## How to complete this task
Continue the text on polysemanticity in neural networks, picking up after its final sentence.

In standard neural networks, individual neurons encode multiple unrelated features in superposition — a consequence of networks learning more features than they have dimensions. This polysemanticity makes interpretability difficult: when a single neuron fires for "Paris," "the color blue," and "monetary transactions," no clean causal story exists.
The phenomenon arises from a simple capacity argument. A network with d dimensions can represent at most d orthogonal features perfectly — but the world contains far more features than any practical hidden dimension can accommodate. Networks resolve this by superimposing features at angles less than 90°, accepting interference as the cost of compression.
Why This Matters for Alignment
Polysemanticity is not merely an interpretability inconvenience. It means that interventions on individual neurons are unreliable — activating or suppressing a neuron affects multiple concepts simultaneously. Circuit-level analysis becomes a tangle of overlapping influences rather than a clean causal graph.
Scalable oversight requires the ability to inspect and verify internal reasoning chains. A polysemantic model resists this inspection at a fundamental level. Before we can trust that a model is reasoning honestly about a concept, we need to know which neurons are that concept — cleanly, with no crosstalk.
Our approach scales the FFN hidden dimension massively — e.g., 32,000 neurons vs. the standard 768 — while enforcing extreme sparsity: only 30–50 neurons activate per token. With enough neurons to represent features without overlap, superposition becomes unnecessary. The network no longer needs to pack multiple concepts into a single unit.

[Segmentation mask data]
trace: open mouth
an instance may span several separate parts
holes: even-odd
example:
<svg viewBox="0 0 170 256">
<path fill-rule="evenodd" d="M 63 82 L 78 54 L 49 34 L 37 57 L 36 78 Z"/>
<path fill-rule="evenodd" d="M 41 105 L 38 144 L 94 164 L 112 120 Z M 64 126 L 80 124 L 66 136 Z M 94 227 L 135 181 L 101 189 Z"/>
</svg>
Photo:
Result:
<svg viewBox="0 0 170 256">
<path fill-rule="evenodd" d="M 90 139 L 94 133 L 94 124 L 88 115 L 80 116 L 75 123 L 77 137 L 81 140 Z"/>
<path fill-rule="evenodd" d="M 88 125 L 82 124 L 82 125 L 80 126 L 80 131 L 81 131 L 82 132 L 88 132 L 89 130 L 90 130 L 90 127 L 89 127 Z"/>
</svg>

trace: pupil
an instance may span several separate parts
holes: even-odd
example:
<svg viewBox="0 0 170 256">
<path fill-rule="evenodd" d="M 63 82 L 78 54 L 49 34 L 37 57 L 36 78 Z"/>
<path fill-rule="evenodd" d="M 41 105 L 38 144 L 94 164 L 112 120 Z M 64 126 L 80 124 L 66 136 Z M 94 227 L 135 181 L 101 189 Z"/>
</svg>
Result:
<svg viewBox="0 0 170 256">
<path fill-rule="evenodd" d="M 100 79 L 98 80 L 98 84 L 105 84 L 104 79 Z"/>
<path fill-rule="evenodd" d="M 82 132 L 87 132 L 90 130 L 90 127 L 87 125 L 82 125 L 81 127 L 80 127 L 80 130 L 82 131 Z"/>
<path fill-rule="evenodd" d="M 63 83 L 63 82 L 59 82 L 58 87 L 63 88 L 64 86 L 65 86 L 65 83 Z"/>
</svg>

## Answer area
The routing mechanism is learned end-to-end. A lightweight gating network scores all hidden units for each token and selects the top-k by magnitude. Gradients flow only through active neurons, keeping compute proportional to the activation budget rather than the total hidden dimension.
Compute Profile
The expanded-but-sparse architecture sits on the Pareto frontier of interpretability and efficiency. Parameter count scales with the hidden dimension; compute scales with the activation budget per token. We can increase the former without touching the latter — a property unavailable in any dense architecture.
Preliminary benchmarks show FLOPs comparable to a dense baseline at 1/40th the hidden dimension, with the full 32k-unit model offering 10× more expressive capacity at equivalent inference cost.
Relation to SAEs
Research from Anthropic demonstrates that Sparse Autoencoders (SAEs) can extract monosemantic features post-hoc from a trained polysemantic model. Our approach differs in intent: rather than decomposing polysemanticity after it forms, we prevent it from forming at all. The routing constraint is part of training, not an analysis tool applied afterward. This means the monosemantic structure is native to the model — available for inspection, intervention, and verification without an external decomposition step.